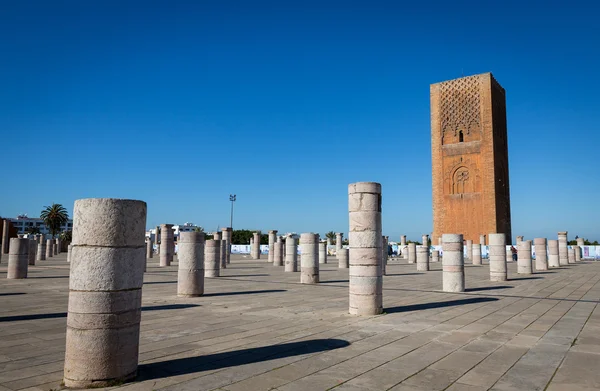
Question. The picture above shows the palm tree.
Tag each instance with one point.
(54, 216)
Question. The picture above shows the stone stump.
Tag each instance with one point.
(524, 263)
(497, 254)
(453, 263)
(366, 281)
(18, 258)
(190, 273)
(105, 297)
(212, 258)
(309, 260)
(541, 256)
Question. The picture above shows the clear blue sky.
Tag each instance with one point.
(180, 103)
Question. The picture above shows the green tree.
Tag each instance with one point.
(54, 216)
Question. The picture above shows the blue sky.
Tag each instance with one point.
(181, 103)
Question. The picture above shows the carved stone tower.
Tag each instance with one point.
(469, 151)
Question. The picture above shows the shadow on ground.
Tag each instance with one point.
(437, 304)
(209, 362)
(64, 314)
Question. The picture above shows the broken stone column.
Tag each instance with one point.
(497, 250)
(166, 238)
(422, 259)
(227, 234)
(412, 252)
(541, 256)
(190, 274)
(105, 297)
(343, 257)
(524, 263)
(309, 260)
(366, 280)
(49, 248)
(453, 263)
(553, 253)
(278, 252)
(256, 245)
(18, 258)
(291, 254)
(212, 258)
(323, 252)
(272, 240)
(563, 253)
(476, 251)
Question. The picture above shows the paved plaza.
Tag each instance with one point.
(258, 328)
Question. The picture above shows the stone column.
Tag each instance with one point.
(412, 252)
(453, 263)
(149, 249)
(497, 244)
(476, 251)
(323, 252)
(256, 245)
(49, 248)
(366, 281)
(422, 259)
(470, 250)
(338, 241)
(309, 260)
(166, 237)
(272, 240)
(343, 257)
(190, 274)
(541, 256)
(278, 252)
(18, 258)
(524, 263)
(5, 241)
(291, 254)
(212, 258)
(105, 297)
(563, 254)
(227, 234)
(41, 253)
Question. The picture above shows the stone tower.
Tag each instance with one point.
(469, 151)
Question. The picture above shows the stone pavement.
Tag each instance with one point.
(258, 328)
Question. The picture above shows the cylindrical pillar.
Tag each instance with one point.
(309, 260)
(541, 256)
(497, 254)
(412, 252)
(18, 258)
(553, 253)
(105, 297)
(476, 251)
(256, 245)
(366, 281)
(166, 238)
(212, 258)
(524, 263)
(49, 248)
(563, 253)
(272, 240)
(190, 254)
(453, 263)
(323, 252)
(227, 234)
(291, 254)
(278, 253)
(422, 259)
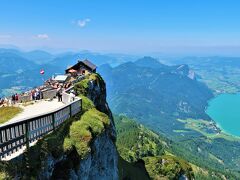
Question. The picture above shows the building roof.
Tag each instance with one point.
(86, 63)
(60, 78)
(89, 64)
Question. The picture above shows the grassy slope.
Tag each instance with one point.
(72, 139)
(7, 113)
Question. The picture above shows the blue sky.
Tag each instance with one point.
(127, 26)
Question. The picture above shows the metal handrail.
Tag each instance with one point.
(18, 135)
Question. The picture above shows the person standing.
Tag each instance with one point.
(13, 98)
(16, 97)
(59, 94)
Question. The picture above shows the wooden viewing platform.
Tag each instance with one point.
(16, 137)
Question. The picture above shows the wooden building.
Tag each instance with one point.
(82, 67)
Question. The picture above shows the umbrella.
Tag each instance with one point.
(72, 71)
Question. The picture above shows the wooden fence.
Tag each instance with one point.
(17, 136)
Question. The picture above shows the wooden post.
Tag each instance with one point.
(70, 108)
(53, 121)
(27, 133)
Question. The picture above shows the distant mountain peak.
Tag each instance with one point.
(148, 61)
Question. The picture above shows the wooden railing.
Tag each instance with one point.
(18, 136)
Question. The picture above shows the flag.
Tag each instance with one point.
(41, 71)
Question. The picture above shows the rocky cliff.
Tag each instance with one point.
(83, 148)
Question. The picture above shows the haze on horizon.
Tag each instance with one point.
(147, 26)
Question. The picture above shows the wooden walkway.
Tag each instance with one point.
(18, 135)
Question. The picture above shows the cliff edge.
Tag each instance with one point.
(83, 148)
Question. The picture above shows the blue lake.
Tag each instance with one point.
(225, 111)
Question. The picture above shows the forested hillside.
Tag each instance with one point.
(158, 155)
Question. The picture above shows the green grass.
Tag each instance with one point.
(201, 126)
(91, 124)
(7, 113)
(167, 167)
(86, 103)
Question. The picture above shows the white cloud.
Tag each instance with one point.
(42, 36)
(83, 22)
(5, 36)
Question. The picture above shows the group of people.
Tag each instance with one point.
(36, 94)
(9, 101)
(15, 98)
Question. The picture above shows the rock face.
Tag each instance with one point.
(102, 161)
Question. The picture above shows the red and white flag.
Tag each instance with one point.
(41, 71)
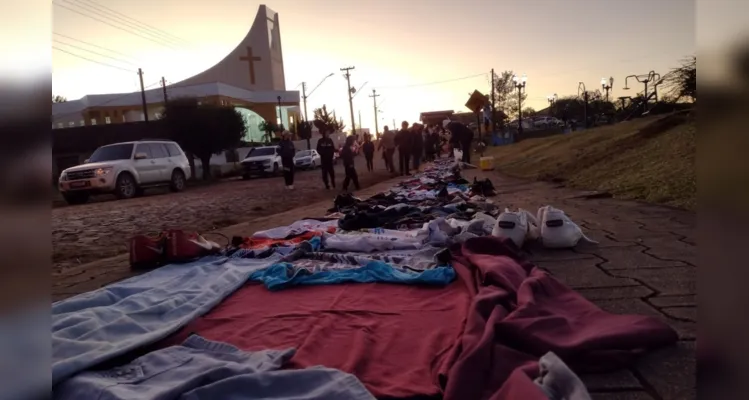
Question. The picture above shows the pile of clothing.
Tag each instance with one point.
(409, 293)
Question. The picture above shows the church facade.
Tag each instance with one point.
(250, 78)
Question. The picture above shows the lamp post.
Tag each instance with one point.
(280, 122)
(520, 83)
(583, 92)
(645, 79)
(607, 85)
(305, 96)
(552, 99)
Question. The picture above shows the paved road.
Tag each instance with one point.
(645, 263)
(88, 232)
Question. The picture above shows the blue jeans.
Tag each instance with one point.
(200, 369)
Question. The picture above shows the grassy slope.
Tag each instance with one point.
(651, 159)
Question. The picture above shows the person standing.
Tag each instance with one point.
(326, 149)
(387, 146)
(347, 155)
(403, 143)
(417, 144)
(461, 138)
(286, 150)
(368, 150)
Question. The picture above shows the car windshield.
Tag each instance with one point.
(114, 152)
(261, 151)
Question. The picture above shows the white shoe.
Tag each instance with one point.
(558, 230)
(516, 225)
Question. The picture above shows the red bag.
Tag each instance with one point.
(182, 246)
(147, 252)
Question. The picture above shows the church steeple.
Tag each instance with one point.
(257, 61)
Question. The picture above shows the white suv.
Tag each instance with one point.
(125, 169)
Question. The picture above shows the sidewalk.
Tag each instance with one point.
(645, 263)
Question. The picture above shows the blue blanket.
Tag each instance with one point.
(108, 322)
(283, 275)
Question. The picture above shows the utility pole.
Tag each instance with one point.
(494, 111)
(143, 96)
(374, 97)
(350, 100)
(163, 87)
(304, 98)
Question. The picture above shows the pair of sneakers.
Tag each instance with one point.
(170, 246)
(551, 225)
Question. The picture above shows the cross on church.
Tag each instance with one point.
(251, 59)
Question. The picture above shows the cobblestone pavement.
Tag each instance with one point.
(645, 263)
(89, 232)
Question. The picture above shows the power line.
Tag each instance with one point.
(145, 25)
(134, 24)
(93, 61)
(95, 45)
(114, 26)
(93, 52)
(434, 83)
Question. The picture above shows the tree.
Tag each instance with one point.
(304, 130)
(268, 127)
(505, 93)
(681, 82)
(203, 129)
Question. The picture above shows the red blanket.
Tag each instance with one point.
(399, 340)
(519, 313)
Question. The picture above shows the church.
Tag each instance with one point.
(250, 78)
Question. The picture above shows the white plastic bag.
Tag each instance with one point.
(516, 225)
(558, 230)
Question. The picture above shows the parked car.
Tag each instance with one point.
(261, 161)
(307, 159)
(126, 170)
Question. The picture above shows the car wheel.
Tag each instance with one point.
(177, 184)
(73, 198)
(126, 188)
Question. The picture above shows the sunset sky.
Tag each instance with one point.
(401, 48)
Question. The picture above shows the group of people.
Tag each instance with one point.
(415, 143)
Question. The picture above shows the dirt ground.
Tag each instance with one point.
(89, 232)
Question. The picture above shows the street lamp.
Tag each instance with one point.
(520, 83)
(645, 79)
(607, 85)
(306, 96)
(552, 98)
(280, 123)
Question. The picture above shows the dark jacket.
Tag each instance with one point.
(417, 142)
(286, 150)
(368, 148)
(347, 155)
(403, 139)
(326, 149)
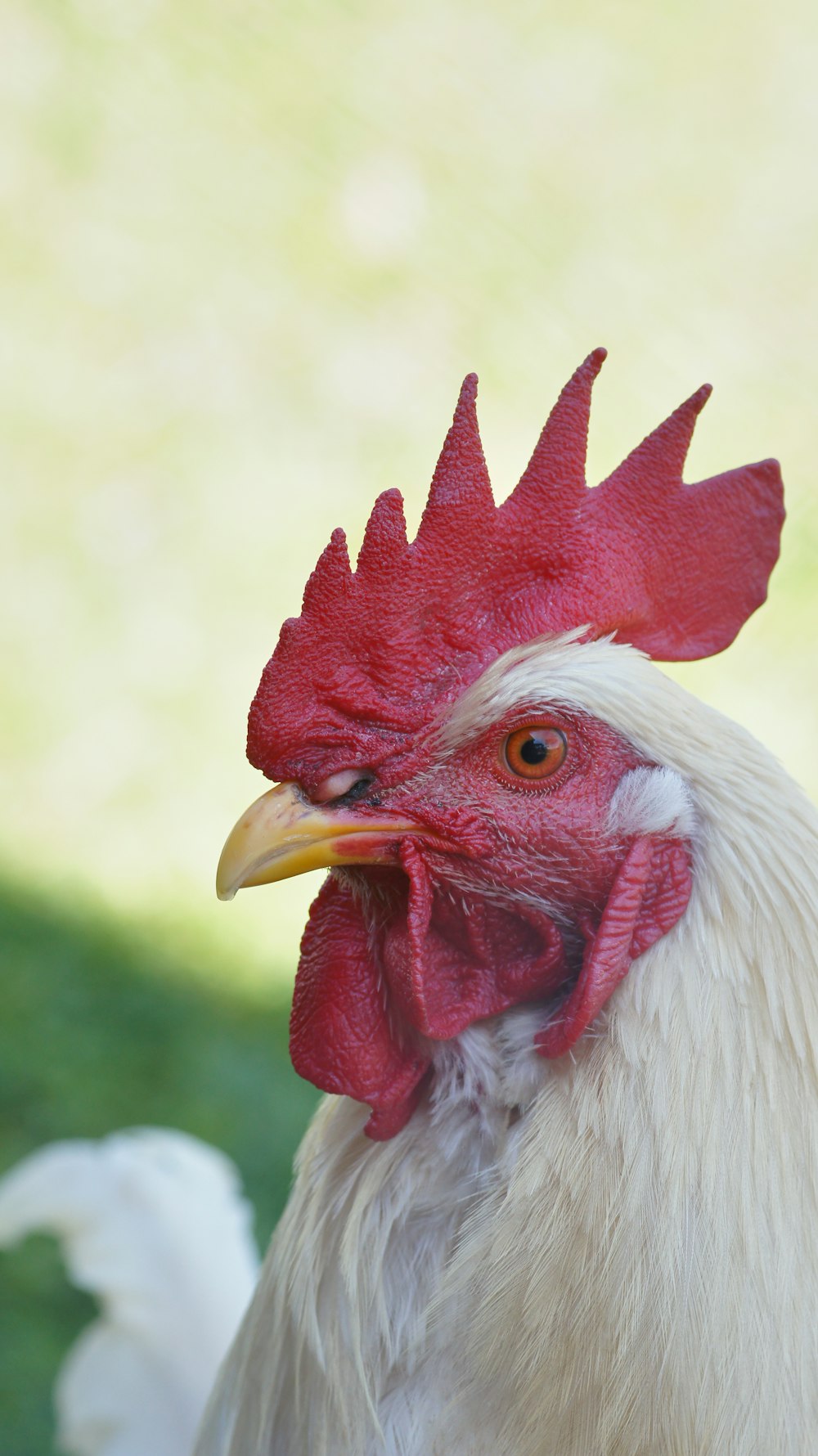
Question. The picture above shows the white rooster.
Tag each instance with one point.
(560, 982)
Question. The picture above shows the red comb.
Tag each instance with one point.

= = = = = = =

Lines containing the word "wooden" are to be tallied across the entries above; give only the resulting count.

— Exercise response —
6